### Your goal
How many lines in the entries below include the word "Task"? Respond with the number only.

** Supplied material follows **

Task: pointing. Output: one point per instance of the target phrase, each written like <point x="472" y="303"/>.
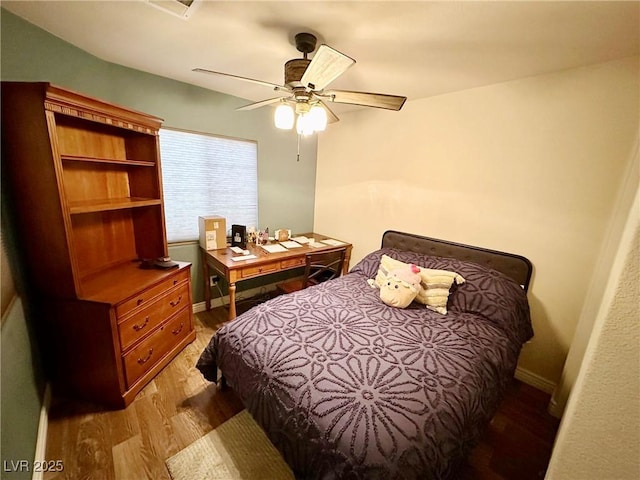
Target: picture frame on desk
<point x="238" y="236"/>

** End of Supplied material **
** Supplied material follows **

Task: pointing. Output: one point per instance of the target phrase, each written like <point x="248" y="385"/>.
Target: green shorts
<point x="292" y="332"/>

** End of Supplied material **

### Response for this exercise
2